_CHALLENGE_.
Rewrite everything from the line containing "the bird's body" down to the end of the rows, substituting "bright sky" for "pale sky" and changing nothing else.

[Dataset entries]
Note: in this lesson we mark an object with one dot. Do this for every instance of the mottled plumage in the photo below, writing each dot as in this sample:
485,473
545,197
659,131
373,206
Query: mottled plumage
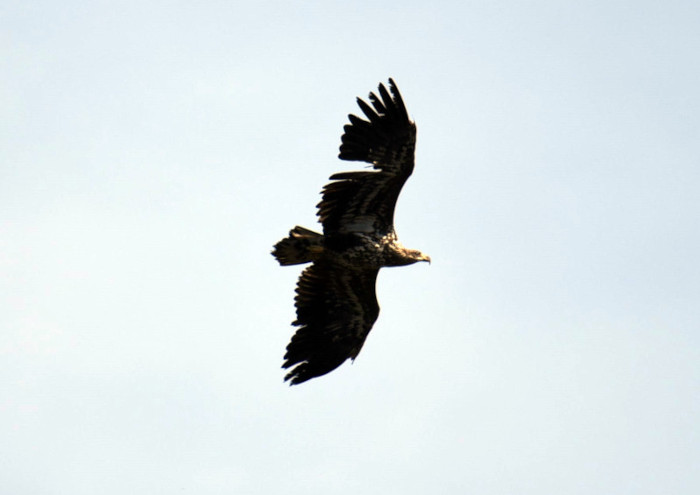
335,298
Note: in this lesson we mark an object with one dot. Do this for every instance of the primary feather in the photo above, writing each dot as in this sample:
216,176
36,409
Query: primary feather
336,301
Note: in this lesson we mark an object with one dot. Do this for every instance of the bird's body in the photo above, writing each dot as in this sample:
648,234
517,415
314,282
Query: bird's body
336,300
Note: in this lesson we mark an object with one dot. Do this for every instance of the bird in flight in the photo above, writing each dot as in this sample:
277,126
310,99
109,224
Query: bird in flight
336,301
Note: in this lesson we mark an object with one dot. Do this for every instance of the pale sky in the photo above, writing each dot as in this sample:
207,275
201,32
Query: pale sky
152,152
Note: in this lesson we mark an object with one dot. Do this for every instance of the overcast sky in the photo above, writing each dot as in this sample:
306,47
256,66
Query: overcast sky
152,152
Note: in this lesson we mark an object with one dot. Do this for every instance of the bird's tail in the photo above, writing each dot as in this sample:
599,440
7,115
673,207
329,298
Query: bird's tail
302,246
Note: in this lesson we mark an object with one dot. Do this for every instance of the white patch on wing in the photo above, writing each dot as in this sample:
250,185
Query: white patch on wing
363,223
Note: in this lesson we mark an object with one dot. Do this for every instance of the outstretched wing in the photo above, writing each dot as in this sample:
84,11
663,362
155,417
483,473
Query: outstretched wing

_SOLVED EXERCISE_.
Note: in this lesson we mark an object with one dot. Do this for every instance of the bird's body in the photo above, writing each dot as in this sample:
648,234
517,415
314,282
Query: bird's body
336,300
Note: in this lesson we mark an object with one dot. Do this for every instance of the bird in flight in the photo above, writing each dot as in this sample:
277,126
310,99
109,224
Query: bird in flight
336,301
Note: in this lesson we mark an object with one dot. Do this for every instance of the bright sky in the photo above, writing each dot as in this sample:
207,275
201,32
Query: bright sky
152,152
Note: in this lesson we mark an object with one dot. Do this for every instance of the overcast sky in the photo above, writing each dot as in this sample:
306,47
256,66
Query: overcast sky
152,152
Note: in this lesson we mark an object with one dot. Do this for every instance of the bird's tail in the photo above, writing each dot as in this sample:
599,440
7,115
673,207
329,298
Query: bird's tail
302,246
Note: in this lesson we mark an object with one dot. Do this for every instance of the white patch on wing in the photo above, writing each dot as in this sample:
250,185
Query: white patch on wing
363,223
Note: in this lesson we mark an object with one dot. Do this for every instance of the outstretched wing in the photo above, writing each dot as in this sample:
84,11
663,362
155,417
483,473
Query: outstretched wing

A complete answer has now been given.